ページ抜粋
ファサー氏とは1996年に仙台でお会いしたとき以来であった。ファサー氏はスイスの人で、前回お会いしたときからすでに白杖を使っておられた。しかし、白丈を片手に全世界を駆け回って全世界の研究者に叱咤激励し回っておられ、そのバイタリティには敬服した。会議前日のレセプションでいろいろとお話をしたが、小生のことを覚えておられたのにはたいへん驚いた。
初日(8月3日)の14時からアイヤ会のシンポジウムが第6会場で行われた。正直いってどれだけの方が来てくれるのか心配であった。JRPS,アイヤ会の皆様方のご努力のおかげで、会場は満員であった。途中からは、部屋の外まであふれそうな状況で大成功であった。網膜色素変性に難聴を伴うものをアッシャー症候群という。小生のいままでの印象ではアッシャー症候群というのは小児期から聴覚障害のある人というイメージが強かったが、会場で網膜色素変性といわれてきたが、最近難聴が気になるという方が予想以上に多かったのには驚いた。網膜色素変性に難聴が伴うのは説により10%〜20%とかなり幅広いことが気になってはいたが、患者さん本人がアッシャー症候群と自覚していない場合もきっと多いのだろうと考えた。

課題の内容
1 – ページ抜粋の一文「網膜色素変性に難聴を伴うものをアッシャー症候群という。」を英語に訳せ。
2 – ページ抜粋によると、初日のアイヤ会のシンポジウムは何時から、どの会場で行われたか。
3 – アッシャー症候群のシンポジウムを述べた抜粋を、最後の文の後から書き継げ。

記録
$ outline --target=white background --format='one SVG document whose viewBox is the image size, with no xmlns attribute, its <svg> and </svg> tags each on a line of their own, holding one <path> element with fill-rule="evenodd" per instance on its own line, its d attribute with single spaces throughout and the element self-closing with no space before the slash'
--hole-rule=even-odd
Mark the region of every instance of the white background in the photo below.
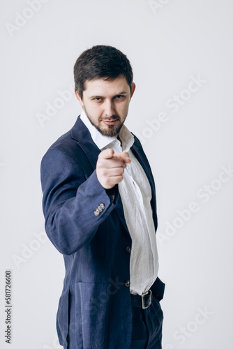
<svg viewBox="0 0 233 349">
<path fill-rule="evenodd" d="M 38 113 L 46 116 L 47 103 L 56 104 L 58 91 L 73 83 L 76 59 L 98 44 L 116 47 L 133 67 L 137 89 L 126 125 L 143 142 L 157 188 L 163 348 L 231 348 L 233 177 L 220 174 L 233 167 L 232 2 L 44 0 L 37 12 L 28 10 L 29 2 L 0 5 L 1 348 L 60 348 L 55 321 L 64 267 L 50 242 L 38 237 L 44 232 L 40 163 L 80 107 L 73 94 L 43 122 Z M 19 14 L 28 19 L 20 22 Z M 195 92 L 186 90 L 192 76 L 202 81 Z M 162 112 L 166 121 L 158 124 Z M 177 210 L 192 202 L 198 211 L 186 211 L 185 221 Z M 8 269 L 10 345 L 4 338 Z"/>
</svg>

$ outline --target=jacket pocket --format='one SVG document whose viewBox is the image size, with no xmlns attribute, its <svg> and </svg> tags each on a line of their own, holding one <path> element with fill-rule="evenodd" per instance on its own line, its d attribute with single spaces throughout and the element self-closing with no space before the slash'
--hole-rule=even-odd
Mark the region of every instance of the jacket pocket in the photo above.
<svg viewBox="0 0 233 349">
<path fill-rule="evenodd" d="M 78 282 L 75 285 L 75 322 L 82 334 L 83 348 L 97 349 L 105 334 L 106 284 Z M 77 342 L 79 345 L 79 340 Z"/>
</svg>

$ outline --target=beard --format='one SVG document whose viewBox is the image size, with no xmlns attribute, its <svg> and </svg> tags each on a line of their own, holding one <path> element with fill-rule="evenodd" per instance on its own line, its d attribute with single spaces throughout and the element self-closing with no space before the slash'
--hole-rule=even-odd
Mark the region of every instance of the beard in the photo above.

...

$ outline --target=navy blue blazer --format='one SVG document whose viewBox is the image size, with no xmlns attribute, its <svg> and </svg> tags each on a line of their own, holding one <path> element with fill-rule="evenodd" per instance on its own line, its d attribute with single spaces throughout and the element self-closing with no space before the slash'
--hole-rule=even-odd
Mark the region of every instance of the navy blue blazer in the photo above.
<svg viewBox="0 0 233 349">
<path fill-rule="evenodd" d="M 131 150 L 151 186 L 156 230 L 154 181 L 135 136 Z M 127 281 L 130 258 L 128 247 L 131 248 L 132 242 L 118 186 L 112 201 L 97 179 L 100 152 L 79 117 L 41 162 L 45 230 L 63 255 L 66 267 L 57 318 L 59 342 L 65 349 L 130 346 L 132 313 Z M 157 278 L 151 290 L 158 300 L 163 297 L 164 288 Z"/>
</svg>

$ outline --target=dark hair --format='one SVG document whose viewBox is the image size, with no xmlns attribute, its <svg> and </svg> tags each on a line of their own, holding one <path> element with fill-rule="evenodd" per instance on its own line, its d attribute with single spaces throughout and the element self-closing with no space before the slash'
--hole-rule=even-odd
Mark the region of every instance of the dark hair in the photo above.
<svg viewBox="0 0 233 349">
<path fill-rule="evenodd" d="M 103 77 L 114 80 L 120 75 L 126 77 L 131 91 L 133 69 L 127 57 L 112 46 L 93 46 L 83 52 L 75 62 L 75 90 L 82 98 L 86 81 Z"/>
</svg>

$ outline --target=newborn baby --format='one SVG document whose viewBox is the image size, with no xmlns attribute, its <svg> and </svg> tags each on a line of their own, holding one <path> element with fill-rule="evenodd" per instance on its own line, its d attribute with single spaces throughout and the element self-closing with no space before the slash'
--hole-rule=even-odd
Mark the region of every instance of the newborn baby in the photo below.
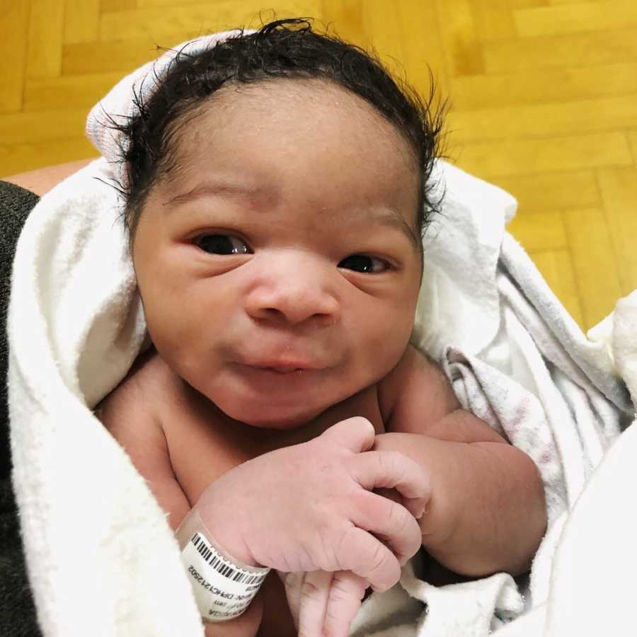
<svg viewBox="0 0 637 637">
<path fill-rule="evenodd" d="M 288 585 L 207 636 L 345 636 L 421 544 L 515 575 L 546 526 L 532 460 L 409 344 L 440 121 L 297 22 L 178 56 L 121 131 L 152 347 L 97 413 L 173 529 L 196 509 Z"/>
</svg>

==

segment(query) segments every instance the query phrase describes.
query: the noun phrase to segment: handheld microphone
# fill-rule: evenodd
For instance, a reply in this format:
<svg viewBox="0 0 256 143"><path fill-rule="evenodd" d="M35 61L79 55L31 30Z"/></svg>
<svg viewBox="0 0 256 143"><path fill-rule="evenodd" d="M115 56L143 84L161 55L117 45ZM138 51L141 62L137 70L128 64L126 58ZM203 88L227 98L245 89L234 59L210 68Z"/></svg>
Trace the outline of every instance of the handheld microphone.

解答一覧
1 – Retinitis pigmentosa accompanied by hearing loss is called Usher syndrome.

2 – 14時から第6会場で行われた。

3 –
二日目(8月4日)に、一般の方々向けに遺伝子診断と遺伝子治療の話をさせていただいた。1200人近くはいる会場はほぼいっぱいで自然に気合がはいった。なるべくゆっくり、わかりやすい言葉でお話しすることをこころがけた。1990年の網膜色素変性におけるロドプシン遺伝子異常の発見以来、遺伝子診断は眼科領域でも急速に進歩した。それに対して、1990年初頭から試みられてきた遺伝子治療については、研究者も患者もその困難さを実感しているのが現状であろう。今回の講演では、ラットや犬の網膜変性を使った実験では遺伝子治療の成功例が出てきているが、実際に人を対象としたとき、医原病と隣り合わせという大きな問題点についてもしっかりと述べたつもりである。ベクターという遺伝子の運び屋として用いているのはアデノウイルスなどのウイルスで、安全とされているものを使っているが、絶対に安全かどうかは現時点では不明である。しかし、こうした研究の積み重ねが治療につながるブレイクスルー(突破口)につながり、近い将来に網膜色素変性の治療法が確立することを祈りつつ稿を終える。